- _What is being asked_
Rescale the material from the line that contains "If the dirt" through the line that contains "[200,275,234,299]", writing out every line in that span again, requests included, with each bounding-box coordinate in the answers multiplied by 2.35 and rounded to a whole number, halves rounded up. Keep the requests unchanged, and give only those lines.

- _Supplied records_
# # # # # # #

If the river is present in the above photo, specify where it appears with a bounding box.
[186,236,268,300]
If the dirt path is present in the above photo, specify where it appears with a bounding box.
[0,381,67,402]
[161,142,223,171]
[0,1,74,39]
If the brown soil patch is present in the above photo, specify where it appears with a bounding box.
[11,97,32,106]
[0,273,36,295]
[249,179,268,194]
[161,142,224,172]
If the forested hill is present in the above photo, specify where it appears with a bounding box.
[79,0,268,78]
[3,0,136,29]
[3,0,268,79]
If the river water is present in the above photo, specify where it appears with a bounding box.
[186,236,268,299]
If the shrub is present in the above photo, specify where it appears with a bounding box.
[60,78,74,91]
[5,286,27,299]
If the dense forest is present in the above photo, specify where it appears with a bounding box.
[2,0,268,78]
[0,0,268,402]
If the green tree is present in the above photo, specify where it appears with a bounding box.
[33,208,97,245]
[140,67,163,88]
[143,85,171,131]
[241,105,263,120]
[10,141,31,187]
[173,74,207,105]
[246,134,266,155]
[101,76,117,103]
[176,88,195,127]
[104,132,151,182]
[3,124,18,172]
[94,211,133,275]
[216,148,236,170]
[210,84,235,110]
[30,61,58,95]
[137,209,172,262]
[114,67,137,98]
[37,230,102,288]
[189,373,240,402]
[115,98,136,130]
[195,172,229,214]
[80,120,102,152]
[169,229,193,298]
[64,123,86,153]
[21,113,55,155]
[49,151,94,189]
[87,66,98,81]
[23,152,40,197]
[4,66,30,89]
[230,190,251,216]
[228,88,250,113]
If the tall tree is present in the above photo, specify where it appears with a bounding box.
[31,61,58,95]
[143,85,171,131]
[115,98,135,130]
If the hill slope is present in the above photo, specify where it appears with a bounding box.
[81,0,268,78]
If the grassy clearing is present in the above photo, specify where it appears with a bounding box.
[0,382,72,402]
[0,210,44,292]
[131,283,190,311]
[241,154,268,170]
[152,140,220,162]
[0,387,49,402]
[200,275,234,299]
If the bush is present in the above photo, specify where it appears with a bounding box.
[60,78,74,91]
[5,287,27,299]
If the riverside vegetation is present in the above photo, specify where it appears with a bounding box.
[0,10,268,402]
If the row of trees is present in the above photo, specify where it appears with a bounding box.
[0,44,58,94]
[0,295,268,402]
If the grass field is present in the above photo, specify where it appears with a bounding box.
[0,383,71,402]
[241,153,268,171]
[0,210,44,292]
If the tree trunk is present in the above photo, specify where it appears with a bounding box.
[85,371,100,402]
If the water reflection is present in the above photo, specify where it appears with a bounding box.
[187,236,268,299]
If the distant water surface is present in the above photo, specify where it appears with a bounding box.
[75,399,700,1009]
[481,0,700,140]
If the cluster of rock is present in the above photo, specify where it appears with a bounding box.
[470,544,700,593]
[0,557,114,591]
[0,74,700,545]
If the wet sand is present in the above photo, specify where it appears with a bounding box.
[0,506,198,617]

# # # # # # #

- _Exercise output_
If the dirt path is present in the above photo, specify where it appears with a bounding box.
[0,895,157,945]
[378,334,524,402]
[0,2,174,92]
If the brown soil patch is present in the above photo, specify where it appears with a bounding box.
[26,228,75,249]
[0,642,85,693]
[585,421,630,456]
[378,334,526,404]
If the forested hill is present in the above photo, specify where it appears with a bounding box.
[186,0,630,183]
[7,0,320,68]
[7,0,630,186]
If the river water is present in the above photo, specify where it appears with a bounding box.
[437,555,630,703]
If the shrub is present in the above photo, specify where it appears with a bounding box.
[141,183,174,214]
[12,672,63,703]
If the dense forest is present in the above photo, specify where it appears with a bounding box.
[5,0,630,183]
[0,0,630,945]
If the green tree is present in the above photo, specify where it appears with a bounding box.
[78,489,228,576]
[329,157,383,207]
[336,200,402,308]
[566,247,618,282]
[24,331,73,439]
[407,174,486,247]
[578,315,625,364]
[237,179,275,242]
[414,207,458,298]
[244,310,355,428]
[7,291,42,404]
[221,496,313,646]
[508,348,555,400]
[494,197,552,259]
[71,143,136,223]
[322,491,404,616]
[268,157,322,230]
[87,541,240,677]
[444,877,564,945]
[270,230,320,306]
[458,404,538,503]
[188,282,240,357]
[397,538,454,700]
[150,289,202,360]
[49,266,129,364]
[115,355,221,444]
[204,155,230,190]
[54,357,94,463]
[9,155,71,209]
[541,447,590,508]
[536,207,588,266]
If the tall tree is present in the above photo, specify where it appears with a bounding box.
[73,143,136,223]
[336,200,402,308]
[270,230,317,306]
If the hill slope is present in the above photo, specify where it appears with a bounding box.
[190,0,630,183]
If the grassy clearing is present in the above photo, specify where it appears with a bounding box.
[0,898,169,945]
[0,494,103,686]
[308,665,447,731]
[566,362,630,400]
[357,329,517,381]
[0,909,115,945]
[470,646,550,703]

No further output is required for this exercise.